PROVIDED DATA
╔══
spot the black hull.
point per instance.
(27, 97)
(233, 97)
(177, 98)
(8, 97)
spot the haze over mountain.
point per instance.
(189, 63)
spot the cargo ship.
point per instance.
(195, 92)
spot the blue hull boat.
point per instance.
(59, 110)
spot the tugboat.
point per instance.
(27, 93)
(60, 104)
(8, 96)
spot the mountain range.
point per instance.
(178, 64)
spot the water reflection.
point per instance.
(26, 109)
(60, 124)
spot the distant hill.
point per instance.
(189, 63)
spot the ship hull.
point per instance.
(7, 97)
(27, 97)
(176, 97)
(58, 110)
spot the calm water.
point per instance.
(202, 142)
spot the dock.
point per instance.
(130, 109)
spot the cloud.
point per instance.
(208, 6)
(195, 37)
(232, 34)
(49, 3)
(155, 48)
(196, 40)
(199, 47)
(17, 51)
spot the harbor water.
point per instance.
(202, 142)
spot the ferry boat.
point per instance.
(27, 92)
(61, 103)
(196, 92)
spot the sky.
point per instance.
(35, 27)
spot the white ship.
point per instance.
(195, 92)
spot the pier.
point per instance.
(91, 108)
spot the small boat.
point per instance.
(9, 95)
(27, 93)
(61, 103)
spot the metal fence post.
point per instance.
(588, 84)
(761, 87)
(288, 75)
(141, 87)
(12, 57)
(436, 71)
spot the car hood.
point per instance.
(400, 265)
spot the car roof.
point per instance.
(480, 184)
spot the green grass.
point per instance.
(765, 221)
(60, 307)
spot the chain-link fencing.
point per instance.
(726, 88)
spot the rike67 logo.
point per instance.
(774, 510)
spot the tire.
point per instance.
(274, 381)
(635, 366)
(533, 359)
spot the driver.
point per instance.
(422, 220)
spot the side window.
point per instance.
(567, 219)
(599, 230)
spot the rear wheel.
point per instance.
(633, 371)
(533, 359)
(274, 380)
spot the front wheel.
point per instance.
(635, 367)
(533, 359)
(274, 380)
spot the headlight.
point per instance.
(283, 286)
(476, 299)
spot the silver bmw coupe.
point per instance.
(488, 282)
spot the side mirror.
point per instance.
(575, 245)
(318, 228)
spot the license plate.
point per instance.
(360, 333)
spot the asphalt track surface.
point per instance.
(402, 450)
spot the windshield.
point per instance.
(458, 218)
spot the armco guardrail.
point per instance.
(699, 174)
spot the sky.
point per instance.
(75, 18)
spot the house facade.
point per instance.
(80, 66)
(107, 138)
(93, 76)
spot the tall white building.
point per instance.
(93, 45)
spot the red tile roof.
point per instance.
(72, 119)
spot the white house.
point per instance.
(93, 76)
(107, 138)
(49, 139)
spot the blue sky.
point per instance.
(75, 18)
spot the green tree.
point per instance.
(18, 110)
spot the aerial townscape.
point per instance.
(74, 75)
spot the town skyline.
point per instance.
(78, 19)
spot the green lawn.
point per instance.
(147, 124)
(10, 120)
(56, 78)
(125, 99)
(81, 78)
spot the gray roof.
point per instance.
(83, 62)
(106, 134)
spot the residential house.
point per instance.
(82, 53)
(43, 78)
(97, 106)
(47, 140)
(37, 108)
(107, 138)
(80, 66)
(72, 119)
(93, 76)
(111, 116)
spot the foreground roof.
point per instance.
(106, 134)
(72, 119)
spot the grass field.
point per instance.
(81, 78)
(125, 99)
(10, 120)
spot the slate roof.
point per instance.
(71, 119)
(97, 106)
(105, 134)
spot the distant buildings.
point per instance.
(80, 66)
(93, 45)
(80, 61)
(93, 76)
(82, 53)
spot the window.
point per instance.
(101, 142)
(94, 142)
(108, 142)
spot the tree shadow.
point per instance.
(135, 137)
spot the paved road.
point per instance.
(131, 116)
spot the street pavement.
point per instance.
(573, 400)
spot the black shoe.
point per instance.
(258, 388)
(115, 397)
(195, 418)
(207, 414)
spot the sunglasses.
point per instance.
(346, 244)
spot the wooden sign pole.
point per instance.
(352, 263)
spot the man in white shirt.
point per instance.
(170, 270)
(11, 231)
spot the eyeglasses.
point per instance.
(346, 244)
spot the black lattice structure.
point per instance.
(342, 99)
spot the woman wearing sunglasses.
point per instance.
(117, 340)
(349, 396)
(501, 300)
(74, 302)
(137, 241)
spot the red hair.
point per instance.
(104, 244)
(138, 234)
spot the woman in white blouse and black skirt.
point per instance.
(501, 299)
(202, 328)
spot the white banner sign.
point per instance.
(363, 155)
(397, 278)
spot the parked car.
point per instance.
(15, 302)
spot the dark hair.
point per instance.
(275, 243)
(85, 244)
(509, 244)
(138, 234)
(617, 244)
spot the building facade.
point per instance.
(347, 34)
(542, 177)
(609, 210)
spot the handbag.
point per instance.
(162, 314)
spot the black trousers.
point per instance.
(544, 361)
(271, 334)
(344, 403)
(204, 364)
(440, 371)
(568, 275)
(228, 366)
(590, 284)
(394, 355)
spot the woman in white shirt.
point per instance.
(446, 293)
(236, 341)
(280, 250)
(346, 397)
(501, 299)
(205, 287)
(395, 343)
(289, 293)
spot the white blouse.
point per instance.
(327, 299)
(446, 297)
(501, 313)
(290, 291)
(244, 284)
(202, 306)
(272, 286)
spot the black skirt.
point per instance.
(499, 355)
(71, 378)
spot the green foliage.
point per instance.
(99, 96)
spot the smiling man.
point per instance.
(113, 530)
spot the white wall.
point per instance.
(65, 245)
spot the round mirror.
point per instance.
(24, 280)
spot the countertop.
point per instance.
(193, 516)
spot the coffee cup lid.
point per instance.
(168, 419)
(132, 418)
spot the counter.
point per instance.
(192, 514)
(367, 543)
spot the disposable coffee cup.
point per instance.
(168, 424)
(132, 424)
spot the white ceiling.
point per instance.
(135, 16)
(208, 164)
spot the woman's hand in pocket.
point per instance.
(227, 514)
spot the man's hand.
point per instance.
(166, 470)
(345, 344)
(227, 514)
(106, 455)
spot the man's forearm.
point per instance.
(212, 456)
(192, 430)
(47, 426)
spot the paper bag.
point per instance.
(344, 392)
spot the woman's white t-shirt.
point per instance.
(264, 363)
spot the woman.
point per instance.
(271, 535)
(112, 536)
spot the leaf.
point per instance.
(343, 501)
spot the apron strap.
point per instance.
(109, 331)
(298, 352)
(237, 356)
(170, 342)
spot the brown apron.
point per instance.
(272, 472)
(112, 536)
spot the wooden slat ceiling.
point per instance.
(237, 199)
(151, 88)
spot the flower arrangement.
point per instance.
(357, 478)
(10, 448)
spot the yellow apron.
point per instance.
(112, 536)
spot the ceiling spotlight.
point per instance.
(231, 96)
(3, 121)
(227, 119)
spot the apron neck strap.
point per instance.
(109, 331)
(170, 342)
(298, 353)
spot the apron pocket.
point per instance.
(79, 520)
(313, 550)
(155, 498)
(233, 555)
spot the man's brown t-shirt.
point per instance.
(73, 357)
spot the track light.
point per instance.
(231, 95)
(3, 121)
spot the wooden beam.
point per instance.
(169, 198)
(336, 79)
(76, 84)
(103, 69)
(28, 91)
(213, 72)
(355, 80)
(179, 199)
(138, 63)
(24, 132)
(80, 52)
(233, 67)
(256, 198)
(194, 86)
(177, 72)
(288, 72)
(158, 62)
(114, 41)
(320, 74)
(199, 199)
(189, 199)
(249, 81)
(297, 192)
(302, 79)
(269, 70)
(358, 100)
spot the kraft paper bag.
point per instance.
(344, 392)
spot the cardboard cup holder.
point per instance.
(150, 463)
╚══
TO DO
Rewrite all the entries above, replacing "point per instance" with "mark each instance" wherever it occurs and leaving everything else unchanged.

EXERCISE RESULT
spot the black hull.
mark each instance.
(27, 97)
(233, 97)
(177, 98)
(8, 97)
spot the haze over mountain.
mark each instance.
(189, 63)
spot the cargo ship.
mark each instance.
(195, 92)
spot the blue hull boat.
mark each instance.
(59, 110)
spot the tugboat.
mark each instance.
(27, 93)
(60, 104)
(8, 96)
spot the mountain range.
mark each instance.
(178, 64)
spot the water reflection.
mark each instance.
(26, 109)
(60, 124)
spot the distant hill.
mark each instance.
(189, 63)
spot the ship hull.
mark each instance.
(7, 97)
(27, 97)
(176, 97)
(58, 110)
spot the calm water.
mark each instance.
(202, 142)
spot the dock.
mark each instance.
(130, 109)
spot the cloud.
mark each instance.
(208, 6)
(195, 37)
(232, 34)
(49, 3)
(155, 48)
(196, 40)
(199, 47)
(17, 51)
spot the harbor water.
mark each instance.
(202, 142)
spot the ferry boat.
mark each instance.
(27, 92)
(61, 103)
(196, 92)
spot the sky.
mark each instance.
(35, 27)
spot the white ship.
mark each instance.
(195, 92)
spot the pier.
mark each instance.
(91, 108)
spot the small boat.
mark each instance.
(9, 95)
(27, 93)
(61, 103)
spot the metal fence post.
mark each instance.
(588, 84)
(761, 87)
(288, 75)
(141, 87)
(12, 57)
(436, 71)
spot the car hood.
mark each instance.
(400, 265)
spot the car roof.
mark each instance.
(480, 184)
spot the green grass.
mark each instance.
(765, 221)
(60, 307)
spot the chain-link fencing.
mark each instance.
(726, 88)
spot the rike67 logo.
mark each instance.
(774, 510)
spot the tire.
mark each instance.
(274, 381)
(635, 366)
(533, 359)
spot the driver.
mark each instance.
(422, 220)
spot the side window.
mark each instance.
(567, 219)
(599, 230)
spot the rear wheel.
mark each instance.
(633, 371)
(533, 359)
(274, 380)
spot the front wheel.
mark each instance.
(635, 367)
(533, 359)
(274, 380)
spot the headlight.
mark each instance.
(283, 286)
(476, 299)
spot the silver bmw coupe.
mark each instance.
(488, 282)
spot the side mirror.
mark each instance.
(575, 245)
(318, 228)
spot the license plate.
mark each instance.
(360, 333)
spot the asphalt track surface.
mark each instance.
(402, 450)
spot the windshield.
mark each instance.
(458, 218)
spot the armco guardrail.
mark each instance.
(699, 174)
spot the sky.
mark each instance.
(75, 18)
spot the house facade.
mark each instance.
(80, 66)
(107, 138)
(93, 76)
spot the tall white building.
mark each instance.
(93, 45)
spot the red tile roof.
mark each instance.
(72, 119)
spot the white house.
mark each instance.
(93, 76)
(107, 138)
(49, 139)
spot the blue sky.
mark each instance.
(75, 18)
spot the green tree.
mark each instance.
(18, 110)
spot the aerial townscape.
mark each instance.
(74, 75)
spot the town skyline.
mark each instance.
(78, 19)
spot the green lawn.
mark each instance.
(147, 124)
(10, 120)
(56, 78)
(125, 99)
(81, 78)
spot the gray roof.
mark each instance.
(83, 62)
(106, 134)
spot the residential house.
mark each instance.
(82, 53)
(43, 78)
(97, 106)
(47, 140)
(37, 108)
(107, 138)
(80, 66)
(72, 119)
(93, 76)
(111, 116)
spot the foreground roof.
mark each instance.
(106, 134)
(72, 119)
spot the grass field.
mark each instance.
(81, 78)
(125, 99)
(10, 120)
spot the slate roof.
mark each instance.
(71, 119)
(97, 106)
(105, 134)
spot the distant buildings.
mark each instance.
(80, 66)
(93, 45)
(80, 61)
(93, 76)
(82, 53)
spot the window.
mark each instance.
(101, 142)
(94, 142)
(108, 142)
spot the tree shadow.
mark each instance.
(135, 137)
spot the paved road.
mark each instance.
(131, 116)
spot the street pavement.
mark each instance.
(573, 400)
spot the black shoe.
mark each instance.
(258, 388)
(115, 397)
(195, 418)
(207, 414)
spot the sunglasses.
mark each instance.
(346, 244)
spot the wooden sign pole.
mark each instance.
(352, 263)
spot the man in white shirt.
mark each instance.
(170, 270)
(11, 231)
spot the eyeglasses.
mark each instance.
(346, 244)
spot the black lattice structure.
mark each instance.
(342, 99)
spot the woman wearing sunglasses.
mark each instance.
(117, 340)
(349, 396)
(501, 300)
(74, 302)
(137, 241)
spot the red hair.
mark each instance.
(104, 244)
(138, 234)
spot the woman in white blouse and black skirt.
mark each instance.
(501, 299)
(202, 328)
spot the white banner sign.
mark each instance.
(363, 155)
(397, 278)
spot the parked car.
mark each instance.
(15, 302)
spot the dark hair.
mark each instance.
(275, 243)
(85, 244)
(509, 244)
(138, 234)
(617, 244)
spot the building facade.
mark each instance.
(347, 34)
(542, 177)
(609, 210)
spot the handbag.
mark each instance.
(162, 314)
spot the black trousers.
mark each instance.
(544, 361)
(271, 334)
(344, 403)
(204, 364)
(440, 371)
(568, 275)
(228, 366)
(590, 284)
(394, 355)
spot the woman in white shirt.
mark each instance.
(446, 293)
(236, 341)
(280, 250)
(346, 397)
(501, 299)
(205, 287)
(395, 343)
(289, 293)
spot the white blouse.
mark each instance.
(327, 299)
(446, 297)
(501, 313)
(290, 291)
(244, 284)
(202, 306)
(272, 286)
spot the black skirt.
mark each instance.
(499, 355)
(71, 378)
spot the green foliage.
mark each instance.
(99, 96)
spot the smiling man.
mark each instance.
(113, 530)
spot the white wall.
mark each instance.
(65, 245)
spot the round mirror.
mark each instance.
(24, 280)
spot the countertop.
mark each instance.
(193, 516)
spot the coffee cup lid.
mark each instance.
(168, 419)
(132, 418)
spot the counter.
mark each instance.
(192, 514)
(367, 543)
spot the disposable coffee cup.
mark each instance.
(168, 424)
(132, 424)
spot the white ceiling.
mark each instance.
(135, 16)
(208, 164)
spot the woman's hand in pocket.
mark each instance.
(227, 514)
spot the man's hand.
mark each instance.
(166, 470)
(345, 344)
(227, 514)
(106, 455)
spot the man's forearm.
mark each instance.
(212, 456)
(192, 430)
(47, 426)
spot the paper bag.
mark each instance.
(344, 392)
spot the woman's white t-shirt.
mark each instance.
(264, 363)
spot the woman.
mark each instance.
(271, 535)
(112, 536)
spot the leaf.
mark each instance.
(343, 501)
spot the apron strap.
mark each instance.
(109, 331)
(298, 352)
(237, 356)
(170, 342)
spot the brown apron.
mark each instance.
(272, 472)
(112, 536)
spot the wooden slat ceiling.
mark each instance.
(237, 199)
(151, 88)
spot the flower arrangement.
mark each instance.
(357, 478)
(10, 448)
spot the yellow apron.
mark each instance.
(112, 536)
spot the ceiling spotlight.
mark each instance.
(231, 96)
(3, 121)
(227, 119)
spot the apron neck strap.
mark each instance.
(109, 331)
(170, 342)
(298, 353)
spot the apron pocket.
mark each instance.
(79, 520)
(313, 550)
(155, 498)
(233, 555)
spot the man's brown t-shirt.
mark each instance.
(73, 357)
spot the track light.
mark each instance.
(231, 95)
(3, 121)
spot the wooden beam.
mark each instance.
(169, 198)
(336, 79)
(76, 84)
(103, 69)
(28, 91)
(213, 72)
(355, 80)
(179, 199)
(138, 63)
(24, 132)
(80, 52)
(233, 67)
(256, 198)
(194, 86)
(177, 72)
(288, 72)
(158, 62)
(114, 41)
(320, 74)
(199, 199)
(189, 199)
(249, 81)
(297, 192)
(302, 79)
(269, 70)
(358, 100)
spot the kraft paper bag.
mark each instance.
(344, 392)
spot the cardboard cup holder.
mark each instance.
(150, 463)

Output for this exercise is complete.